ASSIGNED TASK:
Of the entries below, return exactly those lines that fall between the one containing "Target: brand logo on shower head" and the one containing "Target: paved street", the two end lines included.

EXTRACTED ENTRIES:
****
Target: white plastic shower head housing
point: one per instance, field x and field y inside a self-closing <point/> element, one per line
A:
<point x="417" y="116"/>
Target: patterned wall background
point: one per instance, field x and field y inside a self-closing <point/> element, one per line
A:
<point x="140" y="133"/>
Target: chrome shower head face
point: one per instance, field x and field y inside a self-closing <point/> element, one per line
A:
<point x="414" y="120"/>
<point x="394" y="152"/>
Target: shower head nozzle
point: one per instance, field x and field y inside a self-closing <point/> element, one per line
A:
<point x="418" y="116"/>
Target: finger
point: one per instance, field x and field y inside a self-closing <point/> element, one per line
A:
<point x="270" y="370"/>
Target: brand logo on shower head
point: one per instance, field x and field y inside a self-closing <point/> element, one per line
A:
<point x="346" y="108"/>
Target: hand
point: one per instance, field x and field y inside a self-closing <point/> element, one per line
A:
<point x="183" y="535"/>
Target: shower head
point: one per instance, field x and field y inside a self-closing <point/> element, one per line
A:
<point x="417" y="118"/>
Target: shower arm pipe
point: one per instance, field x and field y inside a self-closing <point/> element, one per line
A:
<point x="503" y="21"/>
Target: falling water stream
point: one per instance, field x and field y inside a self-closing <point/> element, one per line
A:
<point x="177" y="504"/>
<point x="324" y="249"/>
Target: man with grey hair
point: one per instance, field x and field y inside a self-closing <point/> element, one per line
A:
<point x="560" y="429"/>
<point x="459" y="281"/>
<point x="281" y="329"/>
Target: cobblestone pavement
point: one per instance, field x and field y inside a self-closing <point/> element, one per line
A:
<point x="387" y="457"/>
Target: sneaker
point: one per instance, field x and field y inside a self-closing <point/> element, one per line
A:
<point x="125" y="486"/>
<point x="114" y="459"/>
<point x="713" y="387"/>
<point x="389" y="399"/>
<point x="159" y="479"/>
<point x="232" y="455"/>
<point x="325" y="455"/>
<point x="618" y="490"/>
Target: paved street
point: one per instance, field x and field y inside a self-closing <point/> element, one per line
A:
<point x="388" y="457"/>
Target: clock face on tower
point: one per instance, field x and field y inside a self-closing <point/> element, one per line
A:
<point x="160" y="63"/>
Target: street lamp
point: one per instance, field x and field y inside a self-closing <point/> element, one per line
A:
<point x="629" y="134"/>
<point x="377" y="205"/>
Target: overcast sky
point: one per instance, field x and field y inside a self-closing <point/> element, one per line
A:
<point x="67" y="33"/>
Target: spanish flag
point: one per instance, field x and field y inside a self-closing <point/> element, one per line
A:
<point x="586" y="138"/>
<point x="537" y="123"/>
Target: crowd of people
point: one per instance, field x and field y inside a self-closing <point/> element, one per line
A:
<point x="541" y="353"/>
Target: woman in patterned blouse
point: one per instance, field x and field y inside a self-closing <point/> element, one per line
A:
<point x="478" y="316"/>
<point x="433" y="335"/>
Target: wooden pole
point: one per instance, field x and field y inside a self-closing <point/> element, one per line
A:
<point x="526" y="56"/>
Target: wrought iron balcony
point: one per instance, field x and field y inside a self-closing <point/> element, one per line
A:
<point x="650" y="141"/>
****
RESPONSE TO THE EXERCISE:
Target: brand logo on shower head
point: one per instance, field x and field y inside a self-closing <point/> element, one per line
A:
<point x="346" y="108"/>
Target: hand
point: one per instance, field x and field y inside a self-closing <point/> element, one per line
A:
<point x="183" y="535"/>
Target: shower head
point: one per instance, field x and field y inside a self-closing <point/> element, one per line
A:
<point x="417" y="118"/>
Target: shower arm pipe
point: one per instance, field x and field y inside a self-closing <point/> element, one per line
A:
<point x="503" y="21"/>
Target: falling water stream
point: one per instance, field x and field y inside a self-closing <point/> element, one per line
A:
<point x="177" y="504"/>
<point x="324" y="249"/>
Target: man with grey hair
point: one per instance, field x and field y inside a self-closing <point/> element, one per line
A:
<point x="560" y="429"/>
<point x="459" y="281"/>
<point x="281" y="329"/>
Target: cobblestone pavement
point: one per instance, field x and field y inside a self-closing <point/> element, one per line
A:
<point x="387" y="457"/>
Target: sneaker
point: one per instance, field x and field y inside a self-closing <point/> element, one per line
A:
<point x="125" y="486"/>
<point x="114" y="459"/>
<point x="713" y="387"/>
<point x="389" y="399"/>
<point x="159" y="479"/>
<point x="232" y="455"/>
<point x="325" y="455"/>
<point x="618" y="490"/>
Target: paved street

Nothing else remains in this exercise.